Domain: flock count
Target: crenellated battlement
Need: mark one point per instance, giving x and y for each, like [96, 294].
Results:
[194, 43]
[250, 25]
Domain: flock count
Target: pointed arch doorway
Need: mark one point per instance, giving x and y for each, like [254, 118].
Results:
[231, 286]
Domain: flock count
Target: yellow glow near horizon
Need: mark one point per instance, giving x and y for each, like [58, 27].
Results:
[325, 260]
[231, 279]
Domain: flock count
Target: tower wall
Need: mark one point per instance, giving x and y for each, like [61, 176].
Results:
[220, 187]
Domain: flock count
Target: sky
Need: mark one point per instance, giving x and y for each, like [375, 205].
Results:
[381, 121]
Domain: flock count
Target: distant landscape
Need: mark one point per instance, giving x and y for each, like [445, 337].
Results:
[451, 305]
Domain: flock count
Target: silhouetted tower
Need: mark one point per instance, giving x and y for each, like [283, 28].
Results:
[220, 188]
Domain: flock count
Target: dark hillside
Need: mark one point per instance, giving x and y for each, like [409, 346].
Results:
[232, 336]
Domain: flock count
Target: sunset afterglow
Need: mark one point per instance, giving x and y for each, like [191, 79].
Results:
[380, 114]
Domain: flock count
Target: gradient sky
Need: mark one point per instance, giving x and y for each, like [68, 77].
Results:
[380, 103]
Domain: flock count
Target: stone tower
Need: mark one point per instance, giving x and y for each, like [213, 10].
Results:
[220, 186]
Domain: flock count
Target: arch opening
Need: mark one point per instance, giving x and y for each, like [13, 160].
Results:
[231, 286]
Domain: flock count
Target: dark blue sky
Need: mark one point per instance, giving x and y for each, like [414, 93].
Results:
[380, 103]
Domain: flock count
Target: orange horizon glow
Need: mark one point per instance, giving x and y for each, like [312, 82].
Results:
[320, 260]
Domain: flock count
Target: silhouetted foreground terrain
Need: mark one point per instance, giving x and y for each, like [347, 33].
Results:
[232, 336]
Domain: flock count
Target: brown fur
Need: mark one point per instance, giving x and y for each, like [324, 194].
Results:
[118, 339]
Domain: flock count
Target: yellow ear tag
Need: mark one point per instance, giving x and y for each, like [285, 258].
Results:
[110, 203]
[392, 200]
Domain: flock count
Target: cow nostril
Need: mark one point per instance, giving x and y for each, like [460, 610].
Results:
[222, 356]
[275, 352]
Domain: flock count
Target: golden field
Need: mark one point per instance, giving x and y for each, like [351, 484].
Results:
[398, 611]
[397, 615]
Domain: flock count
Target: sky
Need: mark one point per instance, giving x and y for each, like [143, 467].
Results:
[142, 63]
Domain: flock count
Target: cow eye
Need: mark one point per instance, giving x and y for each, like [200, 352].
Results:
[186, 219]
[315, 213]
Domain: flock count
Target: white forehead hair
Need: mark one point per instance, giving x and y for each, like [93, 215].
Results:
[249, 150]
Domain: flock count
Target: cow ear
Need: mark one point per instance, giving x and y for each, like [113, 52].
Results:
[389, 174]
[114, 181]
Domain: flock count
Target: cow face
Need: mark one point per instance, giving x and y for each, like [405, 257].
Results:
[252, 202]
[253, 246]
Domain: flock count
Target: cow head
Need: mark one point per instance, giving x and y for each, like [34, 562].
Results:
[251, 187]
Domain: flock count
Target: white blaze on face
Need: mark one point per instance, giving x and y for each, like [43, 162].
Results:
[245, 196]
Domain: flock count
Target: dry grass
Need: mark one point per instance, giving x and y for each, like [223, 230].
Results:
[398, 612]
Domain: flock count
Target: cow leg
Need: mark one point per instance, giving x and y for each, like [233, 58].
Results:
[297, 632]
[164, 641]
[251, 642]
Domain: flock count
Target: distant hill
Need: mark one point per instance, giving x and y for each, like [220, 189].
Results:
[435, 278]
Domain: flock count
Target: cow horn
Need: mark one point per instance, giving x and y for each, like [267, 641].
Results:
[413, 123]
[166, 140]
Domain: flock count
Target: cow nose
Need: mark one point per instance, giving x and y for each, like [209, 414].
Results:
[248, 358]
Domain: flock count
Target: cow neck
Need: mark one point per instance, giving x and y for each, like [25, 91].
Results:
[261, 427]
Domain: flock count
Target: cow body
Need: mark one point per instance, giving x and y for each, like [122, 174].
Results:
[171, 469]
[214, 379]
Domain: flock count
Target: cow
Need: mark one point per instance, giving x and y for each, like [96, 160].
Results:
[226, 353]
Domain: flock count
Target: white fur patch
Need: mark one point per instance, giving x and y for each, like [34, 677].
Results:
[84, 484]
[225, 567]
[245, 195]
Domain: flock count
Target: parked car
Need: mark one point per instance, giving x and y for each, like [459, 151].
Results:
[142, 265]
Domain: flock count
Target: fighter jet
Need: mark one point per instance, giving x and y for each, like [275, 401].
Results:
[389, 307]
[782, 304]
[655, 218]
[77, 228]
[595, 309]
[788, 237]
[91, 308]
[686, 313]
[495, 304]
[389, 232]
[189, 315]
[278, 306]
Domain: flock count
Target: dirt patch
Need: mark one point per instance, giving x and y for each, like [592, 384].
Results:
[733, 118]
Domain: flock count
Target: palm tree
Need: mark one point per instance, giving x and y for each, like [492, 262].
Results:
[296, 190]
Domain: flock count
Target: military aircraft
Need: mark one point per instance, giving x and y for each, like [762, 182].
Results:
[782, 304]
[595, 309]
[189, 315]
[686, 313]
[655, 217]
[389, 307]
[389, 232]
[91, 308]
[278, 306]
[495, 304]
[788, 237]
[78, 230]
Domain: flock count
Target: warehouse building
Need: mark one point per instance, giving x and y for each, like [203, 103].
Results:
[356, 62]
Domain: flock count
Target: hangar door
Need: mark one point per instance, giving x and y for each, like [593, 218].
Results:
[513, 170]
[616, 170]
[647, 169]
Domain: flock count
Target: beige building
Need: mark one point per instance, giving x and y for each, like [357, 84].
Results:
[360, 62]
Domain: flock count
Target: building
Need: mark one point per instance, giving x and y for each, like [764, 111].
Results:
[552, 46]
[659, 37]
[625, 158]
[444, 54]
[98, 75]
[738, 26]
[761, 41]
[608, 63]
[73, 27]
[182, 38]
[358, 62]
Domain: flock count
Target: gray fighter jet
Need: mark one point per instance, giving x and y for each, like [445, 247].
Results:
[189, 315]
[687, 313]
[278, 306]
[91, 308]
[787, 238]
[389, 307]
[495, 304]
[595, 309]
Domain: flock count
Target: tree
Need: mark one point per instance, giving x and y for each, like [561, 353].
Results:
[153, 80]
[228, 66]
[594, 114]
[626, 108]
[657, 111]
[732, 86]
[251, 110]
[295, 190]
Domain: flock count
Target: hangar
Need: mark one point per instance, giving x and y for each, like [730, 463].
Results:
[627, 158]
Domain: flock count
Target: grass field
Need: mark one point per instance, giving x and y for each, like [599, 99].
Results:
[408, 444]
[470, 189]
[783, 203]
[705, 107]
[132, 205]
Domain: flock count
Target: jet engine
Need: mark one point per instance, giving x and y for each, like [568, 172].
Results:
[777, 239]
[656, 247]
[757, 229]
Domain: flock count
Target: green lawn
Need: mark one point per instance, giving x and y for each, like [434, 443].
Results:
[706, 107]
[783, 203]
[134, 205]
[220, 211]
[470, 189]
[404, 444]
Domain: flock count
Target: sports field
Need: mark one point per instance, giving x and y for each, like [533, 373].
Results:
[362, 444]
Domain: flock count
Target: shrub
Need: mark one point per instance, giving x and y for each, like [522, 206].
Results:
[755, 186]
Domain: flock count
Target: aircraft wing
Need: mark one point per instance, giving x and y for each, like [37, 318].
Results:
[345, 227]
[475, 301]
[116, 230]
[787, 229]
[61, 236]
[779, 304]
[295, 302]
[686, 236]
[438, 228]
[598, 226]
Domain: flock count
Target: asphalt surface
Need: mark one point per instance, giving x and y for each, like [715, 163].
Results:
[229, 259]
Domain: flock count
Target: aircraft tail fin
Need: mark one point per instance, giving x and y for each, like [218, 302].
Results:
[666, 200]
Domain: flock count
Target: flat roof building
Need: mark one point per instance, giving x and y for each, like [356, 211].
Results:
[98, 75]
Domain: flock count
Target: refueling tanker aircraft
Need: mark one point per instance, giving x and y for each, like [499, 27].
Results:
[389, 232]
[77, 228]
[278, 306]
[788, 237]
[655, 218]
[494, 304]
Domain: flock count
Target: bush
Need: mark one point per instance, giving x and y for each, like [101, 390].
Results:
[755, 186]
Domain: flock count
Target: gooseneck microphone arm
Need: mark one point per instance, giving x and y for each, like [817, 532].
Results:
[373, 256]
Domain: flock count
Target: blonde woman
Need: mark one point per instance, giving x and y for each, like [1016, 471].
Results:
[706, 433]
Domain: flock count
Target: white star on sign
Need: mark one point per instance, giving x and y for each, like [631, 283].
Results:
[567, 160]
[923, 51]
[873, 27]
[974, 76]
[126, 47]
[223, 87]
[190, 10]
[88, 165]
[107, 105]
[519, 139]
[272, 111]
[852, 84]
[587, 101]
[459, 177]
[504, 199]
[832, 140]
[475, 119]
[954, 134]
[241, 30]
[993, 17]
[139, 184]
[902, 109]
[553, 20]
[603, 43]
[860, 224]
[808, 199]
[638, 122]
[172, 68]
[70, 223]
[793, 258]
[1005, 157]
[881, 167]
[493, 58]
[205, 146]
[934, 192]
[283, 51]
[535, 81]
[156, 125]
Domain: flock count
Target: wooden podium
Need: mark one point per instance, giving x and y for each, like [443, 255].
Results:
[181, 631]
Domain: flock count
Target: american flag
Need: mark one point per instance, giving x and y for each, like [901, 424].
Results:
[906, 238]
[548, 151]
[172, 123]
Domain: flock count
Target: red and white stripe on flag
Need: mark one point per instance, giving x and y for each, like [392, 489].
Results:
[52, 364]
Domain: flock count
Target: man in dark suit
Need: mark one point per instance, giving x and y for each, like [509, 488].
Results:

# TASK DIRECTIONS:
State how many lines of the records contain the word "fighter", giving the number alone.

# THE COMPLETED TASK:
2